— Start of Selected text —

SAS Data Integration Studio, DataFlux Data Management Studio, SAS/ACCESS, SAS Data Loader for Hadoop and others

Need Ouput dataset with counts for variable values based on input dataset

Accepted Solution Solved
Reply
New Contributor
Posts: 2
Accepted Solution

Need Ouput dataset with counts for variable values based on input dataset

I'm stumped by this one, and am unsure how to even get started.

 

I have an extremely large dataset which I need to analyze by counting the values for each variable, and have the results written to an output dataset.  I need a detailed count of the number of times each value occurs for each variable. Starting with a dataset constructed like this:

data have;
	input id $ color $ class $ size $;
	datalines;
	A1 Blue A XL
	B2 Red B XL
	C3 Blue A L
	D4 Yellow C M
	E5 Red C S
	F6 Blue B L
	G7 Yellow B M
	H8 Blue C S
	I9 Red B S
	J10 Yellow A L
	;
run;

I need to get to an output that looks like this:

 

attribute    value    count
color         Blue         4
color         Red          3
color         Yellow      3
class         A             3
class         B             4
class         C            3
size           S            3
size           M           2
size           L            3
size           XL          2

 

My input table is 300+ columns by millions of rows (unfortunately I cannot get this changed), and somewhat dynamic.  New variables could appear or existing variable names could change.  Also, the allowed values in any given column could change from time to time.  Thus, I really don't want to hard-code the variable names or allowed values.  I tried using proc transpose to at least get the variable names read into my 'attribute' column, but then was unable to figure out how to read the allowed values for each.  I'm looking for a method to loop through each variable, pick up all the values for each, and output the frequency count.  Sounded simple to me at first, but I can't even figure out how to get started. 

 

I'm on SAS 9.4/EG 7.1.

 

Thanks for any ideas you can provide. 


Accepted Solutions
Solution
a week ago
Super User
Posts: 23,296

Re: Need Ouput dataset with counts for variable values based on input dataset

Posted in reply to GRodiguez
*Run frequency for tables;
ods table onewayfreqs=temp;
proc freq data=sashelp.class;
	table _all_;
run;

*Format output;
data want;
length variable $32. variable_value $50.;
set temp;
Variable=scan(table, 2);

Variable_Value=strip(trim(vvaluex(variable)));

keep variable variable_value frequency percent cum:;
label variable='Variable' 
	variable_value='Variable Value';
run;

*Display;
proc print data=want(obs=20) label;
run;

Run this and see if it's what you need. If it is, change sashelp.class to your own data set and see if it works. 

 


@GRodiguez wrote:

I'm stumped by this one, and am unsure how to even get started.

— End of Selected text —

What the task requires ->
Condense the paragraph in the forum thread above that begins "My input table is 300+ columns" into a short bulleted list, keeping its main facts.

— Start of Stored records —

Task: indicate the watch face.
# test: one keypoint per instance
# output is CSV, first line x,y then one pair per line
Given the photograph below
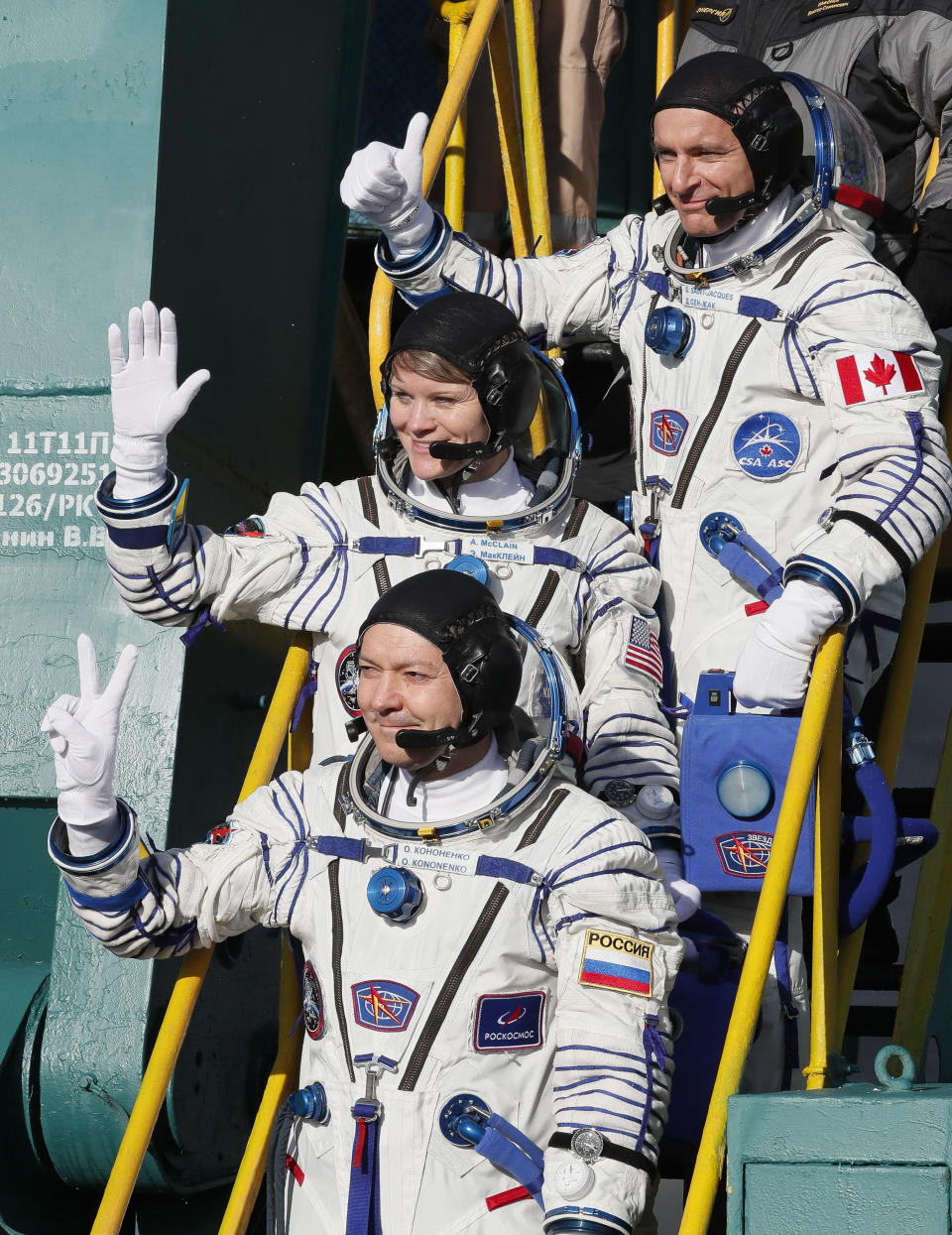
x,y
588,1144
620,793
573,1178
655,801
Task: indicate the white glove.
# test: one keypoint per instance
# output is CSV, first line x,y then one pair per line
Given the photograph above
x,y
84,734
386,185
146,402
685,896
774,670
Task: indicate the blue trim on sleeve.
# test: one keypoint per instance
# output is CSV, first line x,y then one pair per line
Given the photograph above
x,y
135,508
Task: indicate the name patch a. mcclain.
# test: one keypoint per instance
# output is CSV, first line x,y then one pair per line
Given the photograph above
x,y
509,1023
616,962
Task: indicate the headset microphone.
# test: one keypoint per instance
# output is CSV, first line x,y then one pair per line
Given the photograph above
x,y
424,739
462,449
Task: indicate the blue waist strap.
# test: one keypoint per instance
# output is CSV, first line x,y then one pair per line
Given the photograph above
x,y
512,1151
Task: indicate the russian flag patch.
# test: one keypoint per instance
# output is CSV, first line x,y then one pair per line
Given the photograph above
x,y
616,962
867,377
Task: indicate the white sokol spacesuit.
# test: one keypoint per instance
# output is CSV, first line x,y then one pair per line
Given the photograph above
x,y
502,983
783,391
781,382
316,560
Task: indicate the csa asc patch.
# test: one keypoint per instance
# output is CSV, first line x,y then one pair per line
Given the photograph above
x,y
382,1004
509,1023
767,444
312,1006
616,962
745,855
347,679
666,432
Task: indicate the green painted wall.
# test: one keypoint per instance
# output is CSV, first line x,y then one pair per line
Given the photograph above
x,y
190,152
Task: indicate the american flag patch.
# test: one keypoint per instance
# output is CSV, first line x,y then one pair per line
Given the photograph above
x,y
867,377
643,651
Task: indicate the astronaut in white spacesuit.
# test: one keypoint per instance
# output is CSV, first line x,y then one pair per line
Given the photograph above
x,y
457,478
487,950
783,383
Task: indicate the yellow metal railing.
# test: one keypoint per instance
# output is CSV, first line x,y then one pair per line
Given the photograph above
x,y
185,992
527,187
770,908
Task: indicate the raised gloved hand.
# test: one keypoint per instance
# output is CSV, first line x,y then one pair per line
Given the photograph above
x,y
146,401
655,814
384,183
84,734
774,670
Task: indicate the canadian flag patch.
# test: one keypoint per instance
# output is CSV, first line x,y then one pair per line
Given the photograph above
x,y
866,377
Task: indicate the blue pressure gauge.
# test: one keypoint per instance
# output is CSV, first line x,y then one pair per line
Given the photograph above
x,y
668,331
745,790
394,895
310,1103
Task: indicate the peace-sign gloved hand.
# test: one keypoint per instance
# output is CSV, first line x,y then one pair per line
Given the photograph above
x,y
146,401
84,734
384,183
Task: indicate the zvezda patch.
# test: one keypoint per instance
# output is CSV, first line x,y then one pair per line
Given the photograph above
x,y
382,1004
666,432
767,444
745,855
616,962
312,1004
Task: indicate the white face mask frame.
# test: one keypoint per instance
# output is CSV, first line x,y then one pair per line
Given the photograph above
x,y
552,490
558,695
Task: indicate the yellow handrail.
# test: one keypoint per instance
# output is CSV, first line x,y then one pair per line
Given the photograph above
x,y
454,161
281,1080
514,173
181,1002
826,883
930,921
664,62
533,126
766,923
433,149
890,741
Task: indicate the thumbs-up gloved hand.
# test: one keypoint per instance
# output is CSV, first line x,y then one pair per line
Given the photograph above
x,y
84,734
384,183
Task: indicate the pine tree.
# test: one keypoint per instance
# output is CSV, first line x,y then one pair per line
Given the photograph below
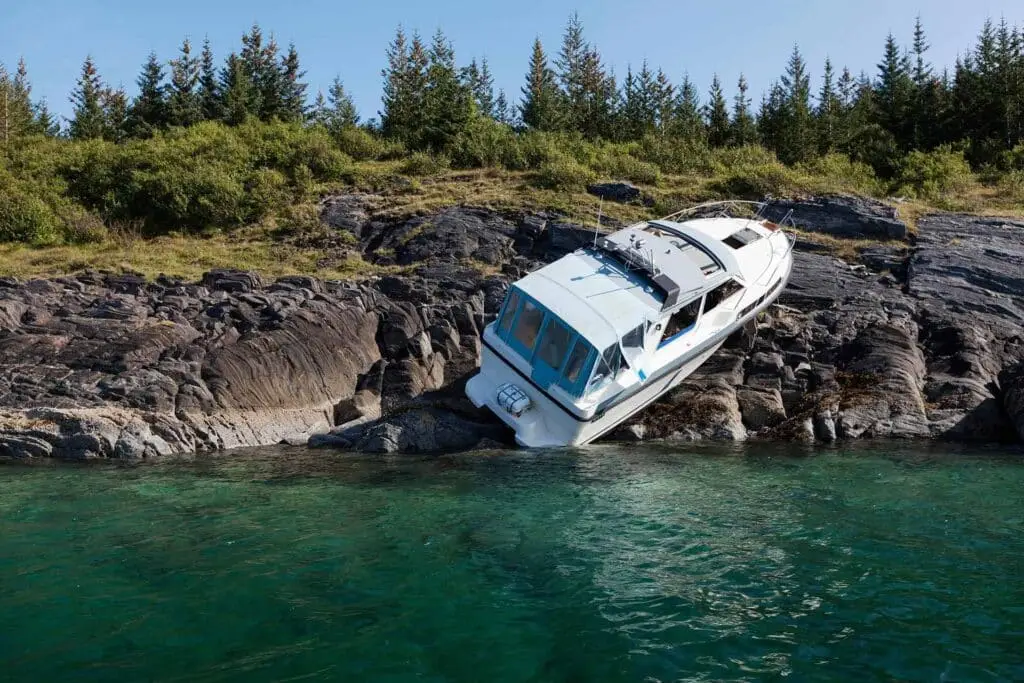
x,y
570,71
503,113
341,112
88,121
597,92
665,100
687,122
238,93
16,115
184,107
717,114
115,108
449,102
294,90
827,112
270,83
479,81
892,93
541,107
148,112
404,88
254,63
798,138
209,89
743,129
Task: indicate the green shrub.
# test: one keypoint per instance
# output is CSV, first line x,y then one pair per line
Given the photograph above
x,y
361,144
934,174
26,217
625,167
836,172
484,142
675,156
421,163
564,173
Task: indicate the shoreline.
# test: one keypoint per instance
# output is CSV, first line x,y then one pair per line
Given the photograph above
x,y
915,340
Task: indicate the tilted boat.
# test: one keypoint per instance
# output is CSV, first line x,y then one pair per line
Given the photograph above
x,y
586,342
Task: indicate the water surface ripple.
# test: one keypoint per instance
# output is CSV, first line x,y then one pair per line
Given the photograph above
x,y
605,564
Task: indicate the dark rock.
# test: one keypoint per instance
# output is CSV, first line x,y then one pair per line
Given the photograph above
x,y
842,216
614,191
101,366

— End of Stored records —

The completed task ->
- The input table has 300+ columns and millions of rows, and its size can't be changed.
- It is somewhat dynamic: new variables could appear, existing names could change, and the allowed values in any column could change from time to time.
- Because of this, the poster doesn't want to hard-code variable names or allowed values.
- Proc transpose got the variable names into the 'attribute' column, but the poster couldn't work out how to read each variable's allowed values.
- The goal is a method that loops through each variable, picks up all its values, and outputs the frequency count.
- It seemed simple at first, but the poster can't figure out how to get started.